Return each line of the items below verbatim, with nothing changed, added, or left out.
# # #
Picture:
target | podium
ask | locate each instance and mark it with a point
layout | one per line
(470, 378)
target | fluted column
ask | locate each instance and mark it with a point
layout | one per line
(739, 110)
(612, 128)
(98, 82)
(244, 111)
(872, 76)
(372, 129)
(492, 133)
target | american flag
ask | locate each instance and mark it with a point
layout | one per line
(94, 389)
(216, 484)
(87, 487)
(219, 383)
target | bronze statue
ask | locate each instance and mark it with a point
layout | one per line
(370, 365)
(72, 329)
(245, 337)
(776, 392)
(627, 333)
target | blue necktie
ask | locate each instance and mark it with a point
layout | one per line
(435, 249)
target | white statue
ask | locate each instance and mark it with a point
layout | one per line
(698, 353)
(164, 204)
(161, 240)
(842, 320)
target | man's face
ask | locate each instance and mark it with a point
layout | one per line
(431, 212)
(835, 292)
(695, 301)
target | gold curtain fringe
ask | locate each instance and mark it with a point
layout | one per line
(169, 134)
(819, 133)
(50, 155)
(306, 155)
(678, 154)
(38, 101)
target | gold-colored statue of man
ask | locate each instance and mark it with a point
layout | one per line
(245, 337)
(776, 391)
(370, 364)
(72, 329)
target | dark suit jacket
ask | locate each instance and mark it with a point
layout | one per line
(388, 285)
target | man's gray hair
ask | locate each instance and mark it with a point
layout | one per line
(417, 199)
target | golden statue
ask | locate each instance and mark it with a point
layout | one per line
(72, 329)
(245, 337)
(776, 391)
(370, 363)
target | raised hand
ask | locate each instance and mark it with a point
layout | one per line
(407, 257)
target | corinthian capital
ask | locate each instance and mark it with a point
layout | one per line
# # #
=== Response to the task ===
Picture:
target | podium
ask | locate each instance and mark it with a point
layout | one per line
(470, 378)
target | fluted column
ask | locate each instance and mark it with a point
layout | one per line
(739, 110)
(612, 128)
(98, 82)
(244, 111)
(872, 76)
(372, 129)
(492, 133)
target | american flag
ask | locate each instance and mark it with a point
layout | one per line
(94, 389)
(216, 484)
(87, 487)
(219, 383)
target | bronze statue
ask | locate each instance and mark it with a point
layout | one per line
(370, 365)
(72, 329)
(245, 337)
(776, 392)
(627, 333)
target | blue necktie
ask | locate each instance and mark it with a point
layout | one per line
(435, 249)
target | white statue
ask | locate each instance and mark it with a point
layout | one per line
(698, 353)
(164, 204)
(161, 240)
(842, 320)
target | man's face
ask | locate each instance and mark it with a point
layout | one per line
(431, 212)
(835, 292)
(695, 301)
target | gold curtain fringe
ask | locate each instance and mark it with a point
layout | one per line
(169, 134)
(819, 133)
(50, 155)
(306, 155)
(678, 154)
(38, 101)
target | gold-colored statue of man
ask | locate each instance and mark it with a point
layout | one per line
(245, 337)
(776, 391)
(370, 364)
(72, 329)
target | dark suit jacket
ask | locate each instance and mark it with a point
layout | one per line
(388, 285)
target | man's gray hair
ask | locate each instance and mark it with a point
layout | one per line
(417, 199)
target | golden statue
ask | locate each instance and mark it with a point
layout | one per line
(72, 329)
(245, 337)
(776, 391)
(370, 363)
target | raised hand
ask | locate each instance and mark it with a point
layout | one per line
(407, 257)
target | corinthian capital
ask | locate each instance and mark it with a point
layout | one per line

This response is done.